→ SHORT TASK
Please return the lines of the records below as a JSON list of strings, one string per line, leaving out blank lines. Cover the lines from the line with "Round 1: Spot the bare" up to and including the line with "200, 137, 450, 269", and include no other lines.

→ DATA FOR THE TASK

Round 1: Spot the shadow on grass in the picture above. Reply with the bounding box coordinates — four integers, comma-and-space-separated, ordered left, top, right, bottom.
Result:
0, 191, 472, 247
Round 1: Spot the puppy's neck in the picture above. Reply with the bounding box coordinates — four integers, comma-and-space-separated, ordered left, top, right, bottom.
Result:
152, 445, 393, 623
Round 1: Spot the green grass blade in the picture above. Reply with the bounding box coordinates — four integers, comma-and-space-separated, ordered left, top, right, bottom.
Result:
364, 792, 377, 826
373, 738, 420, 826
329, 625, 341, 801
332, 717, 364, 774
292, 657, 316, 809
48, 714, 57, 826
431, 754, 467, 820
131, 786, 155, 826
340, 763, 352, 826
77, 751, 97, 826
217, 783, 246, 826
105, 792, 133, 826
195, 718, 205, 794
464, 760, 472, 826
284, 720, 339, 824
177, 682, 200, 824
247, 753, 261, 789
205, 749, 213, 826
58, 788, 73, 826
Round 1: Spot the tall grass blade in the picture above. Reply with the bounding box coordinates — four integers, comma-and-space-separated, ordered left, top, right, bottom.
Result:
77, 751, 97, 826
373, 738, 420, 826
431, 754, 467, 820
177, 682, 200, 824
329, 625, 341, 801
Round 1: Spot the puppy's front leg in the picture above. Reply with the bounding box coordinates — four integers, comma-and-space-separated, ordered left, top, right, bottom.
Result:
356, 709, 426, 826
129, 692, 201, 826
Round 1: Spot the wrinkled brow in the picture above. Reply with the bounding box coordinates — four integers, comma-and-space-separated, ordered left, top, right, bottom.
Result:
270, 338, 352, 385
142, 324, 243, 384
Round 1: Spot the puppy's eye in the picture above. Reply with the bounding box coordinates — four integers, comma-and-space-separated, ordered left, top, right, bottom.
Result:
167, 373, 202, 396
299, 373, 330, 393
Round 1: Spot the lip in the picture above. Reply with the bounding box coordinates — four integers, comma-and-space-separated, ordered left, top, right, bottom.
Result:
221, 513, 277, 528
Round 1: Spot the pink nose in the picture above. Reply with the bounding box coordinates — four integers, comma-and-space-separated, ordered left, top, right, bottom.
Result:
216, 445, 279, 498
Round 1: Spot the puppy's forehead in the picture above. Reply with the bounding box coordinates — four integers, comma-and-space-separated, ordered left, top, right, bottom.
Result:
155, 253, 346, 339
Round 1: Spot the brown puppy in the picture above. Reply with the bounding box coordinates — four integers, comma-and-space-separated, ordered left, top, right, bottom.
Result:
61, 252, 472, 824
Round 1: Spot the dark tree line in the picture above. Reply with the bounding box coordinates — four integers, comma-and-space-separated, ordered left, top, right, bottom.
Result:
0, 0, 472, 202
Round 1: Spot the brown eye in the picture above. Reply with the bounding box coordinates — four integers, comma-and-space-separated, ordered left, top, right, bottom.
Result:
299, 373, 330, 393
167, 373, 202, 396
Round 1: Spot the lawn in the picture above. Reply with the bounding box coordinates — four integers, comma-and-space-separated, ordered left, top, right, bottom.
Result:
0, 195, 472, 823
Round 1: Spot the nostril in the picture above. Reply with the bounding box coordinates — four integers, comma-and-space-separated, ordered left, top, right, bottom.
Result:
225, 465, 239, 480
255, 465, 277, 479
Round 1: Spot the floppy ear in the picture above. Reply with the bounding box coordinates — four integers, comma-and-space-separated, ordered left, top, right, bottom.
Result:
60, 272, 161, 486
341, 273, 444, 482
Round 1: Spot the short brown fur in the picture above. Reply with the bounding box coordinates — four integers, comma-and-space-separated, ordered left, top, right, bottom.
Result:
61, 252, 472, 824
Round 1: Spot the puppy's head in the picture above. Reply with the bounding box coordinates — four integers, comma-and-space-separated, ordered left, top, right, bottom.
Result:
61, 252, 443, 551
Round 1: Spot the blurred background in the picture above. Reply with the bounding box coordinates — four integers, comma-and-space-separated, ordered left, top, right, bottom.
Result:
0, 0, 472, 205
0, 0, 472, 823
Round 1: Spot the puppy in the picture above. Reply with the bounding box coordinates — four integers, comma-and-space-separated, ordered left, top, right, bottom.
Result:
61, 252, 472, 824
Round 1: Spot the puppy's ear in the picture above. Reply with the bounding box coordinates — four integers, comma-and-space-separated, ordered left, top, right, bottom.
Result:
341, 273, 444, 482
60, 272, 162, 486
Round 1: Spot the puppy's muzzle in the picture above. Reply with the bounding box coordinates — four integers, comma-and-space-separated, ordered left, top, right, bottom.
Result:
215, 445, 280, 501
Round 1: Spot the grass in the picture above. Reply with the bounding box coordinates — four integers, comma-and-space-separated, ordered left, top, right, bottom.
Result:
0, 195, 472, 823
--
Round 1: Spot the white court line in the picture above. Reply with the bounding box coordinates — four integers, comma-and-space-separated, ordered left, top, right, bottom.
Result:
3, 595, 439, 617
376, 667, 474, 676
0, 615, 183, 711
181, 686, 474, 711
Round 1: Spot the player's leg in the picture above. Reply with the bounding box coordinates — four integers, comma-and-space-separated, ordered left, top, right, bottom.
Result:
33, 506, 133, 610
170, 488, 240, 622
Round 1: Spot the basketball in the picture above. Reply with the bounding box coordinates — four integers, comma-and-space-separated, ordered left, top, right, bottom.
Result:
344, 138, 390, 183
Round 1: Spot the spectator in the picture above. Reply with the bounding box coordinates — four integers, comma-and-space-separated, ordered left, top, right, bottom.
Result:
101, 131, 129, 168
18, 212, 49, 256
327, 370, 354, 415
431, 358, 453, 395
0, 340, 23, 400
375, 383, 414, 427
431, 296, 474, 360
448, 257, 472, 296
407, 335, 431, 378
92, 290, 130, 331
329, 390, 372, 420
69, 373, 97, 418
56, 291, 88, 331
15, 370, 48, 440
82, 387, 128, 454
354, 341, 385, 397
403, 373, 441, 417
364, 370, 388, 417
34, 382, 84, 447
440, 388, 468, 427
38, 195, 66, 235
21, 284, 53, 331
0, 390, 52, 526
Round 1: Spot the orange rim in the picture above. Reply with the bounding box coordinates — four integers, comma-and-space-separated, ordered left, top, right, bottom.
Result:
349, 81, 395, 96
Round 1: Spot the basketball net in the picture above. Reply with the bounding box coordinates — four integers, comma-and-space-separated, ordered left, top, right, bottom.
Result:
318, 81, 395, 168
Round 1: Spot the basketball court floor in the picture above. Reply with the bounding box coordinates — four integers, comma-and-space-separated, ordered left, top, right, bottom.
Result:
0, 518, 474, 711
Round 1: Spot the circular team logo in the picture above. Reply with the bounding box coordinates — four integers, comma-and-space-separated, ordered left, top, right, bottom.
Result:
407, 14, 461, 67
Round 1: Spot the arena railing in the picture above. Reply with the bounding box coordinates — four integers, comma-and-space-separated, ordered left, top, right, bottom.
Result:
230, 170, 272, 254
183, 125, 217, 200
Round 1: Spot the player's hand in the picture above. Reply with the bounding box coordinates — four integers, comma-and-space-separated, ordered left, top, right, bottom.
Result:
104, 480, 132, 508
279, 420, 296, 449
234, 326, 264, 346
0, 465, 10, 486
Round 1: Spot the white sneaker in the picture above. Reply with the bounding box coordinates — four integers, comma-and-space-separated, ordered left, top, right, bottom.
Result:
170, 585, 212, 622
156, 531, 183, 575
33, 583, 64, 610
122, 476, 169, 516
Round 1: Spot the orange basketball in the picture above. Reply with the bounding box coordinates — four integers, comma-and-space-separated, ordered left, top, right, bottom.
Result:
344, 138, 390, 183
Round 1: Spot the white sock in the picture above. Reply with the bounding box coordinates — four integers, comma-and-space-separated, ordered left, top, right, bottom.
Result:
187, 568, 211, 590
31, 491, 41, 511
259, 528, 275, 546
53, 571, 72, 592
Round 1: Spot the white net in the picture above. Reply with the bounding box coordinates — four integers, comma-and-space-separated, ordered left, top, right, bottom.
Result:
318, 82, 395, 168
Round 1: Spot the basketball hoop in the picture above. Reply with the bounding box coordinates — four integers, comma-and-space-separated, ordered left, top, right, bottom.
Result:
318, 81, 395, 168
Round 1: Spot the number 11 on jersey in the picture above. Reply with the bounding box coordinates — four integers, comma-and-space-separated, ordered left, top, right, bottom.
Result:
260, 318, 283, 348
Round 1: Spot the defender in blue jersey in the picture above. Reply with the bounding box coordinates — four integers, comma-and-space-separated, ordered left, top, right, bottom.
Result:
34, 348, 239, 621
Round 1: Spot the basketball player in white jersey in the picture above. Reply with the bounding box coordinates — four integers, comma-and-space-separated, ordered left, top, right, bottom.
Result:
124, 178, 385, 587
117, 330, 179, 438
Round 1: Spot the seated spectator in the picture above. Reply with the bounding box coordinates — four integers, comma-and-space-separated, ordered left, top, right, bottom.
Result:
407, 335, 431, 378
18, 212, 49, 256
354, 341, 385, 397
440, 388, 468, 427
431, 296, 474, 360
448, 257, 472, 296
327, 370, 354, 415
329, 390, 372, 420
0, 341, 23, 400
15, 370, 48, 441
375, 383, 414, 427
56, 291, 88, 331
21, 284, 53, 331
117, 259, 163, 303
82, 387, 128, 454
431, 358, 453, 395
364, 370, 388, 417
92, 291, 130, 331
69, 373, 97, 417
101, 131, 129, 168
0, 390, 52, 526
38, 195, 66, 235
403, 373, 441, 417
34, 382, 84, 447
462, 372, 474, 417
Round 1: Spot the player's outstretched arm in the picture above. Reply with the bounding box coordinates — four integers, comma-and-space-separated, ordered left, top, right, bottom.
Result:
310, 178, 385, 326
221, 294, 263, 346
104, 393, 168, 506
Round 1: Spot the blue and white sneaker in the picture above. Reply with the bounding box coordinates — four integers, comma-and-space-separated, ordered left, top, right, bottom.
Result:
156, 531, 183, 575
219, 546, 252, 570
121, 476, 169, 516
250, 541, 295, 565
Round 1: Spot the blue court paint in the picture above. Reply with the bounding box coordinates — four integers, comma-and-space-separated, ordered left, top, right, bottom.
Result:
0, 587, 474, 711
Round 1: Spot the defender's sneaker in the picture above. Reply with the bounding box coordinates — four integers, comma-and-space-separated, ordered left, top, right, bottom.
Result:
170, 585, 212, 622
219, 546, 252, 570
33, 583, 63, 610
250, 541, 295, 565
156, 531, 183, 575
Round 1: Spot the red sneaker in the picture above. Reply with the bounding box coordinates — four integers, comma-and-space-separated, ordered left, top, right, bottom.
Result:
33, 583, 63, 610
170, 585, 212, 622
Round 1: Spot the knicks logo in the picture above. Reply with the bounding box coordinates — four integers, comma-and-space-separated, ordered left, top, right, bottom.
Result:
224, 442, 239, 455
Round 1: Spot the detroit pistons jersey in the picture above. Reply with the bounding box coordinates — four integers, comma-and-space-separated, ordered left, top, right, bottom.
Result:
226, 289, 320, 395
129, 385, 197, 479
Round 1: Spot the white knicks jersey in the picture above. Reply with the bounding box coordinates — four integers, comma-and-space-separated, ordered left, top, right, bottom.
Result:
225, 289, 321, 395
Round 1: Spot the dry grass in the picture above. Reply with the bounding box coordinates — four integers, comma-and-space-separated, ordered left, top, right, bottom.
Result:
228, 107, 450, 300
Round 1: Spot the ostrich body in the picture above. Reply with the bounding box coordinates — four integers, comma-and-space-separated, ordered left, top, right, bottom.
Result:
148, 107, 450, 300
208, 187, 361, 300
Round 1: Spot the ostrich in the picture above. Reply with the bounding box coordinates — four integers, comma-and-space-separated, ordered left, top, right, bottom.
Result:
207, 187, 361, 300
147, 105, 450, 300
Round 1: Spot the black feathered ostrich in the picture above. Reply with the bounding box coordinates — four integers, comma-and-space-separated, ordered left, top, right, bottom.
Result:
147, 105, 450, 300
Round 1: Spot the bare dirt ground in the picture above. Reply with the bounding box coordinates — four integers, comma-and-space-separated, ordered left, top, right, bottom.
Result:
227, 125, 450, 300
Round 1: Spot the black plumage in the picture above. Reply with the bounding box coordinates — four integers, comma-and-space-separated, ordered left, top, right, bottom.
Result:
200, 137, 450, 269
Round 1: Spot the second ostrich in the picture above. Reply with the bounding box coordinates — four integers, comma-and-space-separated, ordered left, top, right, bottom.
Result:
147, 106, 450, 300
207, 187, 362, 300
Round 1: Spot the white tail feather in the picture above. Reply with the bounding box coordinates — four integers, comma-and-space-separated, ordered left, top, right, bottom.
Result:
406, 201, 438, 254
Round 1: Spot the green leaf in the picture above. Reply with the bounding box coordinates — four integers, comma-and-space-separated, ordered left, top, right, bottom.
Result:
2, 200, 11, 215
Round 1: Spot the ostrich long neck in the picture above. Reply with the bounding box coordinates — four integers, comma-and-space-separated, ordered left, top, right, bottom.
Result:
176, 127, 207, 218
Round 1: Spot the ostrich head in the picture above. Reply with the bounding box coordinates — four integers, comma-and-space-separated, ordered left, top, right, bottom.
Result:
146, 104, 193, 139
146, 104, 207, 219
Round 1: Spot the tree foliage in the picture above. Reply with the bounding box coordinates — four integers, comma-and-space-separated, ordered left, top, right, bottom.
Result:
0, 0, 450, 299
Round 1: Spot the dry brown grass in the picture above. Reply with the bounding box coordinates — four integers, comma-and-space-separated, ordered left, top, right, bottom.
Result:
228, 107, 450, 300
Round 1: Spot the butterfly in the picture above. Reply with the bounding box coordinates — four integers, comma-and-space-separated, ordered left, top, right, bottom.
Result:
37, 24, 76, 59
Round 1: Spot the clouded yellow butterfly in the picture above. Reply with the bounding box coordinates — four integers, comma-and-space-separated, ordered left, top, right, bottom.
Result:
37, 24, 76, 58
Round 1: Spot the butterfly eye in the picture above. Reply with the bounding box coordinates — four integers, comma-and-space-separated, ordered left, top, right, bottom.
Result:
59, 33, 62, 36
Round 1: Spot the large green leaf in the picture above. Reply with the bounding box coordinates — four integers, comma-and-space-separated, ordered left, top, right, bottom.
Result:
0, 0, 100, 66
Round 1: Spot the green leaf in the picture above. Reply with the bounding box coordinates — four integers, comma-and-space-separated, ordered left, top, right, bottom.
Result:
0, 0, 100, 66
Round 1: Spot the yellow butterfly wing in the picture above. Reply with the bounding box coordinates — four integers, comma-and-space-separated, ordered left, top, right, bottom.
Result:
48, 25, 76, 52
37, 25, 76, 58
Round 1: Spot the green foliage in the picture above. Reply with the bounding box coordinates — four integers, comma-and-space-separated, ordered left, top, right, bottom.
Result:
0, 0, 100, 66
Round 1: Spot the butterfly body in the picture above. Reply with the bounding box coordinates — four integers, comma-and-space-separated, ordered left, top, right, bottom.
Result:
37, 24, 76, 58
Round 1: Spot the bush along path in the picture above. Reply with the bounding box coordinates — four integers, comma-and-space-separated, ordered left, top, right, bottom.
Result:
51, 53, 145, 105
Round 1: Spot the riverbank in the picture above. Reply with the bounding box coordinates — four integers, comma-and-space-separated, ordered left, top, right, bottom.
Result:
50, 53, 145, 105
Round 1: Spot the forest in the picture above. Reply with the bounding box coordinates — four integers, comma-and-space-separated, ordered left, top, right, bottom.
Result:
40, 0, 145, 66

→ ANSWER TO THIS PROBLEM
[
  "Round 1: Spot the bare dirt ground in the picture above. Reply with the bounding box coordinates — four integers, comma-and-space-separated, ordered left, top, right, bottom.",
  "Result:",
  "227, 125, 450, 300",
  "Round 1: Spot the black plumage in the picture above. Reply with the bounding box coordinates — four integers, comma-and-space-separated, ordered left, top, right, bottom.",
  "Result:",
  "200, 137, 450, 269"
]